» **EXPLORE THE MATERIAL**
a: In the blog post about a law firm associate's eye surgery, on what day of the week was the surgery scheduled?
b: Pick up the blog post about a law firm associate's eye surgery after its final sentence and keep writing it.
[Opening SOURCE DOCUMENT section]
Wednesday, May 31, 2006

I received an e-mail from a reader the other day, "True story at a large law firm (not mine) -- associate tells a partner that he has laser eye surgery scheduled in three weeks. The week of the surgery approaches, associate reminds partner. The day before the surgery -- which is to be on a Thursday -- associate again reminds partner that he will be leaving Thursday afternoon and taking Friday off. Dealing with a self-imposed deadline on getting meaningless documents out the door to impress a client, partner says, 'I know someone who returned to work 2 hours after his laser eye surgery.'"

I wanted to point out a couple of things about that story that bother me. First, I'm confused why an associate would need laser eye surgery. All of his work is in front of a computer, and as long as he can see the screen, there's no reason to get eye surgery. If he's a professional ballplayer, fine. But he's a lawyer. What does he need perfect vision for? Let him wear glasses. I just hope the insurance plan wasn't covering it.

But second, and more important than the eye surgery itself, documents are never meaningless if they're going to impress a client. Clients need to be impressed. That's how we get them to pay us money and keep hiring us. So if getting some documents out the door quickly is going to impress a client, even if those documents don't have much use outside of that purpose, it's still worth it. We do lots of things of questionable outside value to impress clients. We yell at people during meetings to impress clients about how demanding we are and how committed to their case we feel. We spend extra hours on tasks that don't take that much time in order to demonstrate to clients how important those tasks are, and how we have to triple-check every citation just to make sure there aren't any mistakes, even if it takes a few more billable hours. We assign associates from prestigious law schools to the matter, not because they're competent but because telling the clients there are Yale-educated lawyers working on the case impresses them. We take them on expensive lunches, which they end up being billed for somehow anyway, to prove how prestigious we are as a firm. Lots of things to impress clients.
[Closing SOURCE DOCUMENT section]
[Opening MATERIAL SHOWN section]
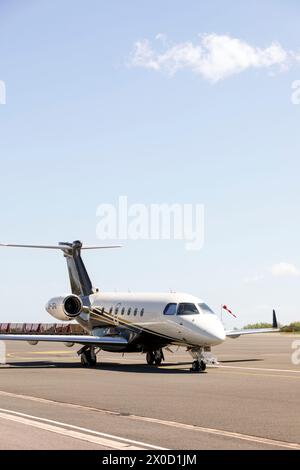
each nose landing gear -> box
[146,349,165,366]
[188,348,209,372]
[191,361,206,372]
[77,346,97,367]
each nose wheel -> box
[146,349,164,366]
[191,361,206,372]
[78,346,97,367]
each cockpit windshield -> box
[177,303,199,315]
[198,302,215,315]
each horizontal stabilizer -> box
[0,243,122,250]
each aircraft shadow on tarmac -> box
[0,359,263,374]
[Closing MATERIAL SHOWN section]
» **OUTPUTS FOR THE TASKS**
a: Thursday

b:
Impressing clients is our business. Not legal work. It's a fallacy people have. Like television networks. The business there is selling advertisements. In order to do so, they need to have programs people want to watch. So they spend a lot of money and time developing programs. But that's just to sell ads. And when people forget that, and complain about the quality of programming on TV, as if the networks care about the quality independent of how much they can charge for the ads they're selling, that's when things get silly. Same thing with us. Our business isn't winning cases and helping our clients navigate the sophisticated landscape of the legal system, or whatever the marketing brochures say. Our business is impressing them enough that they keep paying us money. Whether we do that by helping them win their disputes, or we do it by getting them useless documents as fast as we can, it doesn't matter. They're both legitimate ways to spend our time.

My firm just relaunched our website this morning. I consulted on the site and pushed us to forget about listing the cases we've won and the matters we've settled. The website, like everything else, is about impressing clients. And about impressing law students. The details about legal work don't matter. Throw in a robust recruiting FAQ, some pretty pictures, and everyone's happy. I'm annoyed they decided to give the associates profiles on the site. I've said this before -- associates come and go, why even mention them, it's just more work to pull down their pages every time someone decides to leave to go "pursue their dreams." Pathetic. They're interchangeable parts. Like clients. One's the same as the next, as long as they pay the bills.